__GOAL OF THE EXERCISE__: In the page excerpt on religious faith in America, what year marks the 400th anniversary of the King James Bible's publication?

** Opening PAGE EXCERPT block **

Religious Faith Is Still Good News for America
From www.Heritage.org
The year 2011 marks the 400th anniversary of the publication of the King James Bible. Leland Ryken, a scholar of Christian literature and the Puritans, describes this as one of the most important cultural developments in the history of the English-speaking world. In his new book The Legacy of the King James Bible, Ryken records its sweeping influence on our language, education, religion, and culture.
The King James Bible has been "the greatest vehicle of literacy in the English-speaking world," by one account. Statesman Daniel Webster credited his famous oratory to its shaping: "If there be anything in my style or thoughts to be commended, the credit is due to my kind parents in instilling into my mind an early love of the Scriptures."
For almost four hundred years, the King James Bible provided for England and America what Ryken, quoting a sociologist, calls "the mythology of a culture": "the framework of beliefs, values, expressive symbols, and artistic motifs in terms of which individuals define their world, express their feelings, and make their judgments."
That framework is no longer pervasive in America, much less England. Instead, recent decades have been marked by challenges to religious liberty in both nations, efforts that misconstrue the role of religion in the public square, and an increasing pluralism that makes it harder to achieve moral consensus on public policy.

** Closing PAGE EXCERPT block **
** Opening INFORMATION SUPPLIED block **

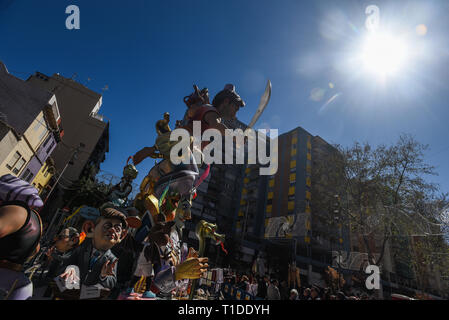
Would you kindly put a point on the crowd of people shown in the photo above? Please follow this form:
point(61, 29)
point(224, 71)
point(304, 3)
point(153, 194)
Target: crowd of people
point(271, 288)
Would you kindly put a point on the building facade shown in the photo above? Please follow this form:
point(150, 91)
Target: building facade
point(30, 127)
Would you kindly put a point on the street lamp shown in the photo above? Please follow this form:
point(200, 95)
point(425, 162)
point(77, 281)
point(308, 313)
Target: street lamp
point(70, 162)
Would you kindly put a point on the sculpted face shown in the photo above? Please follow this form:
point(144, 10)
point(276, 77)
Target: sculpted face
point(64, 243)
point(108, 233)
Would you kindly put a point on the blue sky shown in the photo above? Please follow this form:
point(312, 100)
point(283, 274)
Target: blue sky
point(150, 53)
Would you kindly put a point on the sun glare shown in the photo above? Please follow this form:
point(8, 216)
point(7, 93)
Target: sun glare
point(383, 55)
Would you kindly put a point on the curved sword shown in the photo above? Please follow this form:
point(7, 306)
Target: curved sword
point(262, 105)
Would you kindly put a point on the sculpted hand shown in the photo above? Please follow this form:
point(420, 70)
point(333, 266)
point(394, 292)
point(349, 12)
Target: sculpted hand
point(192, 268)
point(70, 276)
point(192, 253)
point(142, 155)
point(49, 253)
point(108, 268)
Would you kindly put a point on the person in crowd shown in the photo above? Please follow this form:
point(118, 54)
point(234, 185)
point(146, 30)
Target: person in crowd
point(326, 293)
point(306, 294)
point(20, 235)
point(284, 290)
point(294, 295)
point(253, 287)
point(64, 245)
point(243, 283)
point(314, 293)
point(273, 291)
point(341, 296)
point(263, 287)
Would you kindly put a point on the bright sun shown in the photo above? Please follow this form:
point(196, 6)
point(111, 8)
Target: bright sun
point(383, 55)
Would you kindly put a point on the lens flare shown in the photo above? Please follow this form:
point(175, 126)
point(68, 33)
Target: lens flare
point(383, 54)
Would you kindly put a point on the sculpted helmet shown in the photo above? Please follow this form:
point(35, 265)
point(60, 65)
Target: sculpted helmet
point(230, 93)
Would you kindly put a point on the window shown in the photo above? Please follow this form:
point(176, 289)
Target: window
point(293, 164)
point(291, 190)
point(293, 177)
point(27, 176)
point(308, 195)
point(308, 182)
point(19, 165)
point(47, 140)
point(13, 160)
point(49, 148)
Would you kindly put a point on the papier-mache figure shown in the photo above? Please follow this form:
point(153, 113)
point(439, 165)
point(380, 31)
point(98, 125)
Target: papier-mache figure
point(97, 264)
point(151, 257)
point(20, 234)
point(119, 193)
point(180, 264)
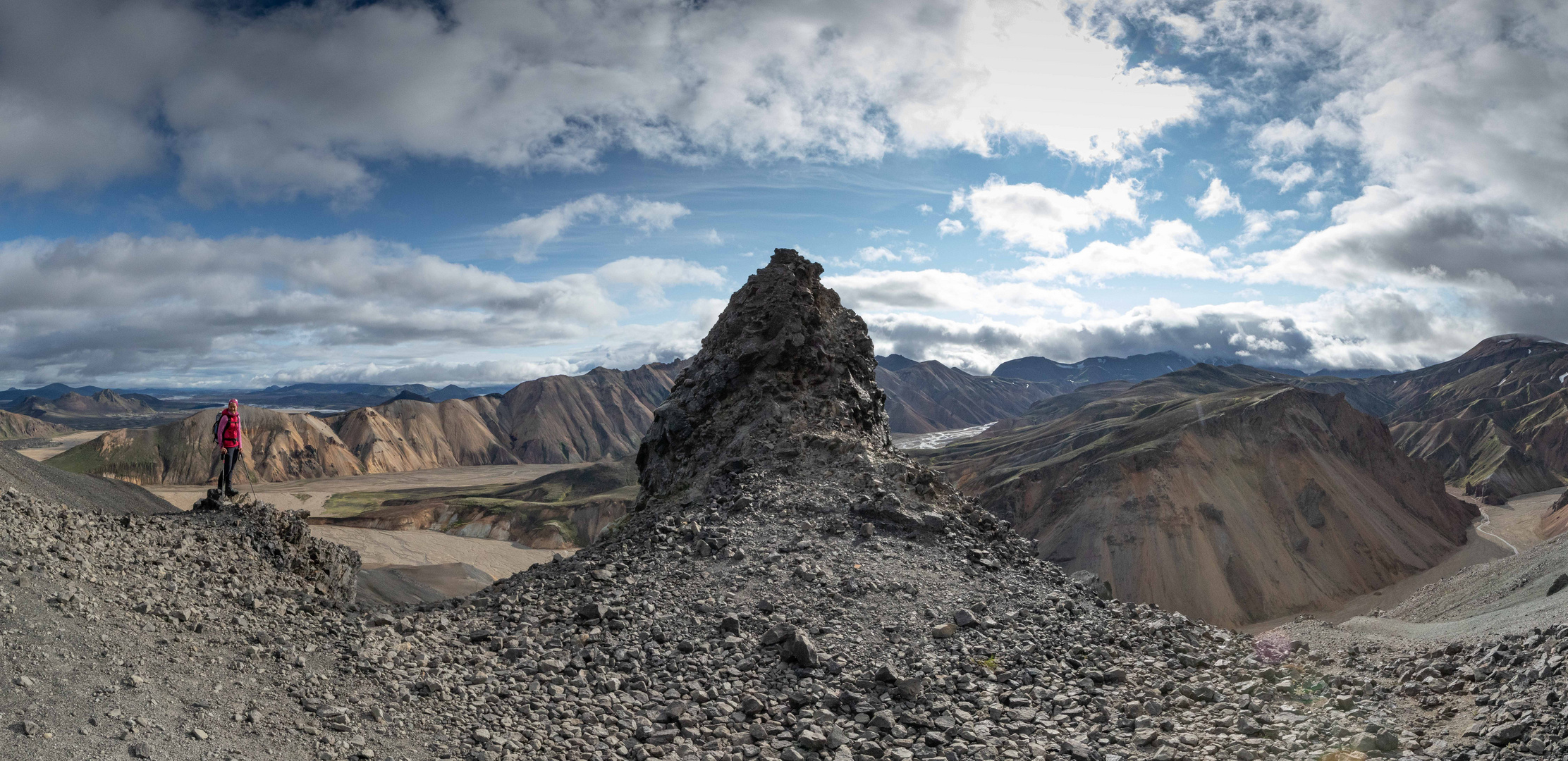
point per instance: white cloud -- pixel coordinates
(876, 254)
(124, 304)
(1215, 201)
(943, 290)
(1288, 178)
(305, 97)
(549, 224)
(654, 275)
(1170, 249)
(1259, 223)
(1039, 216)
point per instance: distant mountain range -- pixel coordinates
(1266, 497)
(1495, 420)
(551, 420)
(23, 426)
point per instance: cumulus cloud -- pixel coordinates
(1170, 249)
(124, 304)
(1039, 216)
(1304, 337)
(549, 224)
(305, 97)
(876, 254)
(954, 292)
(654, 275)
(1215, 201)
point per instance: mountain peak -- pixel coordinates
(785, 369)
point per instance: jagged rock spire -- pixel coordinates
(786, 369)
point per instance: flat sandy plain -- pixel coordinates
(389, 548)
(60, 444)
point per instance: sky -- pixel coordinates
(480, 192)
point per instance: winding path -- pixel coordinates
(1481, 528)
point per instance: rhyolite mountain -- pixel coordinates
(1094, 370)
(1220, 492)
(789, 588)
(551, 420)
(894, 362)
(46, 392)
(23, 426)
(1495, 419)
(926, 397)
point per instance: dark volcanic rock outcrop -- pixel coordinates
(786, 379)
(792, 589)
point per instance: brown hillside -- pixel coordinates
(1495, 420)
(582, 419)
(1233, 505)
(933, 397)
(23, 426)
(551, 420)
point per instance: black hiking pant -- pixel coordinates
(231, 454)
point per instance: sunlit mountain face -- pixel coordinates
(479, 193)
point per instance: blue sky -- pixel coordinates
(494, 192)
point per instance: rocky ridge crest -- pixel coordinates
(803, 608)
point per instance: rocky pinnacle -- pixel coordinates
(785, 370)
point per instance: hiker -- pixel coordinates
(226, 433)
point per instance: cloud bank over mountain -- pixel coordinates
(1319, 184)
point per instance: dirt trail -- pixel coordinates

** Closing INFORMATION SUPPLIED block **

__ANSWER BOX__: 2011